→ **EXCERPTED TEXT**:

Purpose of the Study:

  • To enhance the computational efficiency of the embedded-cluster model (ECM) within the ORCA software.
  • To implement and optimize the fast multipole method (FMM) for ECM calculations.
  • To ensure the accuracy and versatility of the FMM implementation for various molecular systems.

Main Methods:

  • Implemented the fast multipole method (FMM) using state-of-the-art algorithms within the ORCA package.
  • Developed efficient and accurate methods for handling atomic orbital shell pairs.
  • Decomposed near-field and far-field electrostatic interactions effectively.
  • Integrated the FMM into the embedded-cluster model (ECM) framework.
  • Ensured full parallelization of the implemented code.

Main Results:

  • Achieved a significant acceleration in the evaluation of electrostatic potential integrals, ranging from one to two orders of magnitude.

→ **DATA**:

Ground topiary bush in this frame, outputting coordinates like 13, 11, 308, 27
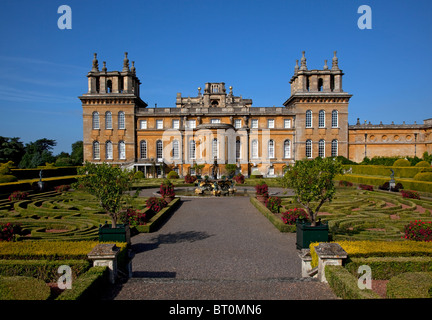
393, 159, 411, 167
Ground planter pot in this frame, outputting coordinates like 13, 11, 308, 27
256, 194, 268, 204
99, 224, 130, 245
296, 221, 329, 250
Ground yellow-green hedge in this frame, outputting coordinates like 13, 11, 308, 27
309, 240, 432, 268
0, 240, 126, 260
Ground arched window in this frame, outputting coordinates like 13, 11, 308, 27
318, 110, 325, 128
119, 141, 126, 160
118, 111, 125, 129
318, 78, 324, 91
318, 139, 325, 158
236, 140, 241, 159
189, 140, 196, 159
105, 111, 112, 130
212, 138, 219, 159
173, 140, 180, 159
251, 140, 258, 159
140, 140, 147, 159
268, 139, 275, 158
156, 140, 163, 160
332, 139, 338, 157
105, 141, 113, 160
107, 80, 112, 93
92, 111, 99, 130
284, 139, 291, 159
306, 110, 312, 128
93, 141, 100, 160
306, 140, 312, 158
332, 110, 339, 128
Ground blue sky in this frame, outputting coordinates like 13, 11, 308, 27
0, 0, 432, 154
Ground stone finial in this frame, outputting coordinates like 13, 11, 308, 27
300, 51, 307, 70
123, 52, 130, 72
332, 51, 339, 70
92, 53, 99, 72
324, 60, 328, 70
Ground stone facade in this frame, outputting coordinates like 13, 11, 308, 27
79, 52, 432, 176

→ **PROBLEM DESCRIPTION**:
Resume the summary of the fast multipole method study in ORCA, writing on from its last bullet.

→ **REPLY**:
  • Maintained excellent accuracy, consistently exceeding chemical accuracy (1 kcal/mol).
  • Demonstrated the versatility of the implementation for molecular systems using QM/MM approaches.
  • The optimized FMM-based ECM is available in ORCA 6.0.

Conclusions:

  • The FMM implementation provides a substantial speedup for ECM calculations in ORCA.
  • The method offers a robust and accurate approach for large-scale computational chemistry.
  • This advancement facilitates more complex and efficient simulations in quantum chemistry and QM/MM studies.